Exercise
Copy out all the data, word for word.

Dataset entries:

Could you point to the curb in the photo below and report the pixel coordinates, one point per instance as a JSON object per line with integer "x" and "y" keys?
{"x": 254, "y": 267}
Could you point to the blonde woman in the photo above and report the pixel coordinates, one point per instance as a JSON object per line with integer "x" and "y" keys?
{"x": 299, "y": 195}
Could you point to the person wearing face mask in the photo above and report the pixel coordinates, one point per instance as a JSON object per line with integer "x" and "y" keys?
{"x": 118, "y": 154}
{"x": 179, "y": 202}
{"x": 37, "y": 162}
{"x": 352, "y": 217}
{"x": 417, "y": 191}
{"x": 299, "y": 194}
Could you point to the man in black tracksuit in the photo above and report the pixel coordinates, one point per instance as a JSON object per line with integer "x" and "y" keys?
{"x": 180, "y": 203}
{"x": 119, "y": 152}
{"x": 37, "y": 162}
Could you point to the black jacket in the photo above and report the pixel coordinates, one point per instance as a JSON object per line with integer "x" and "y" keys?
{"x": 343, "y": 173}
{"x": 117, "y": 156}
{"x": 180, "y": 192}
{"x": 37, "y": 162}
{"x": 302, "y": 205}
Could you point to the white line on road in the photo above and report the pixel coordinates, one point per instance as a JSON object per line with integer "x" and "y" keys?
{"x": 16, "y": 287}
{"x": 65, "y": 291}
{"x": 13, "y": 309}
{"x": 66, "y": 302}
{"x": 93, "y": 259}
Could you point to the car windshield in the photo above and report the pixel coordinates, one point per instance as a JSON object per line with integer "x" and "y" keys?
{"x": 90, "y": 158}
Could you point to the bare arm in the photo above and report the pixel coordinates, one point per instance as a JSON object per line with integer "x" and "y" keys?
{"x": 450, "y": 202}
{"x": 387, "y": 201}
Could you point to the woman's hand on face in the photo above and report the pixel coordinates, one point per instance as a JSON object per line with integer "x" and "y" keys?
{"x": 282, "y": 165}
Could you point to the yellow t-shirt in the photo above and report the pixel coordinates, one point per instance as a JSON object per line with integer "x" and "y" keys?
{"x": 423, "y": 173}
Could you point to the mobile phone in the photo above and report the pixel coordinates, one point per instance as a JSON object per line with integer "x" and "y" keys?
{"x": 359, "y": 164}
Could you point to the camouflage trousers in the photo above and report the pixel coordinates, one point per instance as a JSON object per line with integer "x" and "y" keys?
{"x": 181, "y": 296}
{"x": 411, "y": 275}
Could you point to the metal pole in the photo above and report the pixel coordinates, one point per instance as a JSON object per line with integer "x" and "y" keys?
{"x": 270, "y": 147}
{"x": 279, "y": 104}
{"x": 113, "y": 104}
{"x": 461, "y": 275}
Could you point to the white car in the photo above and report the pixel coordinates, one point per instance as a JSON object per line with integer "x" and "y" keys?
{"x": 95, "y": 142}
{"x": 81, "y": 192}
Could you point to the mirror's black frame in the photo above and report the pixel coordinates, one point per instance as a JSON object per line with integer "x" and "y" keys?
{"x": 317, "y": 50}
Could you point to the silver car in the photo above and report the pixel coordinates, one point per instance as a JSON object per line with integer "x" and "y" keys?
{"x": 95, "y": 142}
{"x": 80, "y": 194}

Answer to the task
Could you point to the curb in the photo below and report the pixel coordinates, one point per instance as a JSON object per line with integer "x" and "y" keys?
{"x": 254, "y": 267}
Could you point to the blonde woman in the photo above and report the pixel coordinates, one point per instance as a JSON object per line with integer "x" and "y" keys?
{"x": 299, "y": 195}
Could you point to the person wearing face mask in the photo above and report the pixel coordinates, one point per instance as a JSON object per line with integer "x" and "y" keys?
{"x": 118, "y": 154}
{"x": 179, "y": 202}
{"x": 37, "y": 162}
{"x": 352, "y": 217}
{"x": 417, "y": 191}
{"x": 299, "y": 194}
Could you point to the man in black tracksuit in the photo above and report the pixel coordinates, one point per instance as a JSON object per line with integer "x" and "y" keys?
{"x": 180, "y": 203}
{"x": 119, "y": 152}
{"x": 37, "y": 162}
Could you point to the black jacket in the photo above and report the pixel coordinates, one point per instance as a JSON object per line with integer "x" and "y" keys?
{"x": 343, "y": 173}
{"x": 117, "y": 156}
{"x": 180, "y": 192}
{"x": 37, "y": 162}
{"x": 302, "y": 205}
Could you point to the white line on road in the photo above and report the pixel coordinates, one point per instance as a JSON object per line with integer "x" and "y" keys?
{"x": 16, "y": 287}
{"x": 65, "y": 291}
{"x": 13, "y": 309}
{"x": 66, "y": 302}
{"x": 93, "y": 259}
Could you point to the car windshield in the photo above and report the pixel coordinates, one point per instance as a JSON object per line with integer "x" and "y" keys?
{"x": 90, "y": 158}
Could you point to the bare arm in the photo above and report the pixel coordinates, one point per instance as a JSON object per line with integer "x" and "y" keys?
{"x": 450, "y": 202}
{"x": 387, "y": 201}
Could you point to the woman's hand on face in the photo above and report the pixel coordinates, one point per instance as a JSON object per line with integer "x" and "y" keys?
{"x": 282, "y": 165}
Could you point to the yellow t-shirt in the photo above and report the pixel coordinates, one point per instance as a JSON object per line with integer "x" and "y" keys?
{"x": 423, "y": 173}
Could you point to the mobile phone in the photo above and report the pixel coordinates, one point per instance as a JSON object per line with integer "x" and "y" keys?
{"x": 359, "y": 164}
Could you point to the camouflage trousers in the photo above and report the pixel coordinates, one point per instance as a JSON object per line with integer "x" and "y" keys?
{"x": 181, "y": 296}
{"x": 411, "y": 275}
Could you point to the metal pole in the photo above and report the pixel coordinates, one point per instance as a JSON object per line with integer "x" and "y" keys?
{"x": 270, "y": 147}
{"x": 279, "y": 104}
{"x": 113, "y": 104}
{"x": 461, "y": 275}
Could you point to the white car in the photo above and report the pixel coordinates, one point per instance as a JSON object per line with integer "x" and "y" keys?
{"x": 95, "y": 142}
{"x": 81, "y": 192}
Could you point to the mirror's black frame in the photo above and report the pixel coordinates, one point per instance as a JSON object per line with integer "x" and "y" keys?
{"x": 317, "y": 50}
Could you point to the silver car in the photo above and report the pixel coordinates, one point per instance as a JSON object per line with integer "x" and "y" keys?
{"x": 95, "y": 142}
{"x": 80, "y": 194}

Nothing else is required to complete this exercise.